*** Begin section ***

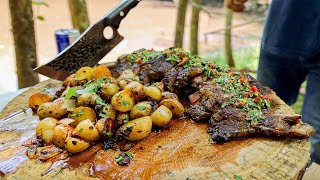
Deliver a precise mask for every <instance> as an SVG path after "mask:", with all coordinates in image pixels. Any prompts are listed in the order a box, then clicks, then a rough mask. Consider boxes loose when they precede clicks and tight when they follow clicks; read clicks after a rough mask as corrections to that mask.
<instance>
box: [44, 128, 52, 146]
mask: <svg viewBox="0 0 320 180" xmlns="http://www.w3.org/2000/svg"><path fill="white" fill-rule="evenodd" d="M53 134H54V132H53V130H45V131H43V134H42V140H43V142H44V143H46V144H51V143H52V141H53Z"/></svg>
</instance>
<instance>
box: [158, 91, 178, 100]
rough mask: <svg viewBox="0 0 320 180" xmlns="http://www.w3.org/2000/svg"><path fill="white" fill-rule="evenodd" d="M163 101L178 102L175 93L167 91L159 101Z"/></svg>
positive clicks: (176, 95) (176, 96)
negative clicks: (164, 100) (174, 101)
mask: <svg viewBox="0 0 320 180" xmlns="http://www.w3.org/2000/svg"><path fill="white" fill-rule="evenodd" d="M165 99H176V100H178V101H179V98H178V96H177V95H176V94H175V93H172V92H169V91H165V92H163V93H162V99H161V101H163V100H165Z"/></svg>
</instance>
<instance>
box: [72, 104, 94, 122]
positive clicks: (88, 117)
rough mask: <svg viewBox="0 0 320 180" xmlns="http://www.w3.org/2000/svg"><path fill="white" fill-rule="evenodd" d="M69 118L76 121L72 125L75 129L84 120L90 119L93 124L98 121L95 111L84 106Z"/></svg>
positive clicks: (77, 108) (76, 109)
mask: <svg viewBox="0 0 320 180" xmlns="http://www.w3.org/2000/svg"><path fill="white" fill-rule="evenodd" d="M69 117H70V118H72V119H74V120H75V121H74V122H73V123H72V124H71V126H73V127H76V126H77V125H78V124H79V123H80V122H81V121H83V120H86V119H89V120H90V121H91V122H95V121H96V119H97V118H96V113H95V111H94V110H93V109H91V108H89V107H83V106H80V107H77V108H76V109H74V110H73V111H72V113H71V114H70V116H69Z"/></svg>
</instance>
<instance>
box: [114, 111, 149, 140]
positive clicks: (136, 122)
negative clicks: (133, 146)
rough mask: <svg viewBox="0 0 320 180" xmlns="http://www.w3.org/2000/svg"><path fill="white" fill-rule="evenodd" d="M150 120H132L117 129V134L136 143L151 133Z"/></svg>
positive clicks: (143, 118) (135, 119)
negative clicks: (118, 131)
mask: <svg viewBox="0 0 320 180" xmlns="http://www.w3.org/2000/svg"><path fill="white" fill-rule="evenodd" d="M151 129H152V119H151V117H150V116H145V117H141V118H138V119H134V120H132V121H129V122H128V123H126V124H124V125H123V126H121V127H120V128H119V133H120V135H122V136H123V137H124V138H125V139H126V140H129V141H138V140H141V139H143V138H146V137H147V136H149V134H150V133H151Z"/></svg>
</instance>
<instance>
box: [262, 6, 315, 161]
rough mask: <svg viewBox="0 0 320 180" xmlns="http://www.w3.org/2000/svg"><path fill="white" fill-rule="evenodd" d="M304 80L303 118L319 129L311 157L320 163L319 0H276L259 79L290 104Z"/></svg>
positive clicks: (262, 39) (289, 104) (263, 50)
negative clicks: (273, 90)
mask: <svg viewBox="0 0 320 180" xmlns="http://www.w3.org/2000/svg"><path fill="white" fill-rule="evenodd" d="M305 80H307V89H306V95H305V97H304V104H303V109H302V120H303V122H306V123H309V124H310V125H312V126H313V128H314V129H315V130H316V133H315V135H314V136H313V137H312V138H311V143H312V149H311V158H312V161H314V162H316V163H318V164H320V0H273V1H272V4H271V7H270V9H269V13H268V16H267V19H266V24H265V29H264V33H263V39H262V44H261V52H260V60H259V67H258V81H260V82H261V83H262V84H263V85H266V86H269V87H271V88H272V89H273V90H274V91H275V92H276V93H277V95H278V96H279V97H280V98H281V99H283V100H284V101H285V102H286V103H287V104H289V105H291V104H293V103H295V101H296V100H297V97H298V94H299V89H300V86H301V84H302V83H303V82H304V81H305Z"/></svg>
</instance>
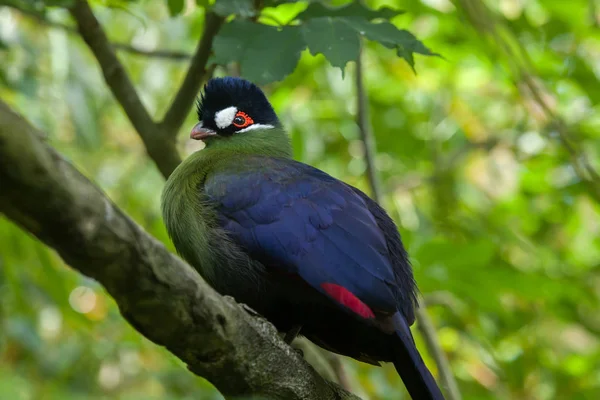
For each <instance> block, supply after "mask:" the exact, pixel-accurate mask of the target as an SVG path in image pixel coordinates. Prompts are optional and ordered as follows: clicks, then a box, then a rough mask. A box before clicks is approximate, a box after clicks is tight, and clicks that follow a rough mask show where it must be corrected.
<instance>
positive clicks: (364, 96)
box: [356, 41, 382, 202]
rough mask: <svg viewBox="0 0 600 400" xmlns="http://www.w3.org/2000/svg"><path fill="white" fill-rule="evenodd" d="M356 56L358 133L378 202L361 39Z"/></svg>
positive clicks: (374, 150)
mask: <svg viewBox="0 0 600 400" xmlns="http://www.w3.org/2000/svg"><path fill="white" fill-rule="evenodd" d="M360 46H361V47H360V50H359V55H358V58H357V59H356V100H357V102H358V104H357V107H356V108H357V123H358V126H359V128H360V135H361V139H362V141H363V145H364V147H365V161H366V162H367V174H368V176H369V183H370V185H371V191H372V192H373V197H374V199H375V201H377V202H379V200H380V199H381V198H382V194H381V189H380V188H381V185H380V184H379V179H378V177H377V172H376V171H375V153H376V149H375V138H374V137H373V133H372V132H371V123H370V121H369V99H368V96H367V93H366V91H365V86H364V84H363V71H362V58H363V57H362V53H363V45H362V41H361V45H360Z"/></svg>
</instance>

*** End section ***

» **Task item**: Each entry above is to be written out exactly. The pictures stay out.

» **Your solution**:
Deliver a precise mask for every <instance> as an SVG path after "mask:", with all coordinates in image pixels. Any prompts are listed in the order a box, then clicks, then a rough mask. Consider boxes loose when they precede clicks and tight when they follow clicks; read clicks after a rough mask as corrections to that mask.
<instance>
box: [44, 128, 52, 146]
mask: <svg viewBox="0 0 320 180" xmlns="http://www.w3.org/2000/svg"><path fill="white" fill-rule="evenodd" d="M53 134H54V132H53V130H45V131H43V134H42V140H43V142H44V143H46V144H51V143H52V141H53Z"/></svg>
</instance>
<instance>
box: [158, 91, 178, 100]
rough mask: <svg viewBox="0 0 320 180" xmlns="http://www.w3.org/2000/svg"><path fill="white" fill-rule="evenodd" d="M163 101L178 102L175 93L167 91L159 101Z"/></svg>
positive clicks: (176, 95) (176, 96)
negative clicks: (164, 100) (174, 101)
mask: <svg viewBox="0 0 320 180" xmlns="http://www.w3.org/2000/svg"><path fill="white" fill-rule="evenodd" d="M165 99H176V100H178V101H179V98H178V96H177V95H176V94H175V93H172V92H169V91H165V92H163V93H162V99H161V101H163V100H165Z"/></svg>
</instance>
<instance>
box: [72, 104, 94, 122]
positive clicks: (88, 117)
rough mask: <svg viewBox="0 0 320 180" xmlns="http://www.w3.org/2000/svg"><path fill="white" fill-rule="evenodd" d="M69 118L76 121L72 125L75 129L84 120L90 119L93 124L98 121L95 111L84 106Z"/></svg>
positive clicks: (77, 108) (76, 109)
mask: <svg viewBox="0 0 320 180" xmlns="http://www.w3.org/2000/svg"><path fill="white" fill-rule="evenodd" d="M69 117H70V118H72V119H74V120H75V121H74V122H73V123H72V124H71V126H73V127H76V126H77V125H78V124H79V123H80V122H81V121H83V120H86V119H89V120H90V121H91V122H95V121H96V119H97V118H96V113H95V111H94V110H93V109H91V108H89V107H83V106H80V107H77V108H76V109H74V110H73V111H72V113H71V114H70V116H69Z"/></svg>
</instance>
<instance>
box: [114, 111, 149, 140]
positive clicks: (136, 122)
negative clicks: (133, 146)
rough mask: <svg viewBox="0 0 320 180" xmlns="http://www.w3.org/2000/svg"><path fill="white" fill-rule="evenodd" d="M150 120H132L117 129V134L136 143L151 133Z"/></svg>
positive clicks: (143, 118) (135, 119)
negative clicks: (118, 131)
mask: <svg viewBox="0 0 320 180" xmlns="http://www.w3.org/2000/svg"><path fill="white" fill-rule="evenodd" d="M151 129H152V119H151V117H150V116H145V117H141V118H138V119H134V120H132V121H129V122H128V123H126V124H124V125H123V126H121V127H120V128H119V133H120V135H122V136H123V137H124V138H125V139H126V140H129V141H138V140H141V139H143V138H146V137H147V136H149V134H150V133H151Z"/></svg>
</instance>
<instance>
box: [262, 6, 315, 161]
rough mask: <svg viewBox="0 0 320 180" xmlns="http://www.w3.org/2000/svg"><path fill="white" fill-rule="evenodd" d="M304 80L303 118L319 129L311 157L320 163L319 0H276L259 79L290 104Z"/></svg>
positive clicks: (262, 39) (289, 104) (263, 50)
negative clicks: (273, 90)
mask: <svg viewBox="0 0 320 180" xmlns="http://www.w3.org/2000/svg"><path fill="white" fill-rule="evenodd" d="M305 80H307V89H306V95H305V97H304V104H303V109H302V120H303V122H306V123H309V124H310V125H312V126H313V128H314V129H315V130H316V133H315V135H314V136H313V137H312V138H311V143H312V149H311V158H312V161H314V162H316V163H318V164H320V0H273V1H272V4H271V7H270V9H269V13H268V16H267V19H266V24H265V29H264V33H263V39H262V44H261V52H260V60H259V67H258V81H260V82H261V83H262V84H263V85H266V86H269V87H271V88H272V89H273V90H274V91H275V92H276V93H277V95H278V96H279V97H280V98H281V99H283V100H284V101H285V102H286V103H287V104H289V105H291V104H293V103H295V101H296V100H297V97H298V94H299V89H300V86H301V84H302V83H303V82H304V81H305Z"/></svg>
</instance>
For each <instance> block, supply after "mask:" the exact, pixel-accurate mask of the target as an SVG path in image pixel coordinates. Prompts are optional and ordered as follows: clicks, then a box, then a rough mask. A box before clicks is approximate, a box after clicks is tight, and clicks that follow a rough mask show where it must be corrected.
<instance>
positive clicks: (364, 96)
box: [356, 41, 382, 202]
rough mask: <svg viewBox="0 0 600 400" xmlns="http://www.w3.org/2000/svg"><path fill="white" fill-rule="evenodd" d="M356 56L358 133L378 202L361 39Z"/></svg>
positive clicks: (374, 150)
mask: <svg viewBox="0 0 600 400" xmlns="http://www.w3.org/2000/svg"><path fill="white" fill-rule="evenodd" d="M360 46H361V47H360V50H359V55H358V58H357V59H356V100H357V102H358V104H357V107H356V108H357V123H358V126H359V128H360V135H361V139H362V141H363V145H364V147H365V161H366V162H367V174H368V176H369V183H370V185H371V191H372V192H373V197H374V199H375V201H377V202H379V200H380V199H381V198H382V194H381V189H380V188H381V185H380V184H379V179H378V177H377V172H376V171H375V153H376V149H375V138H374V137H373V133H372V132H371V123H370V121H369V99H368V96H367V93H366V91H365V86H364V84H363V71H362V58H363V57H362V53H363V45H362V41H361V45H360Z"/></svg>
</instance>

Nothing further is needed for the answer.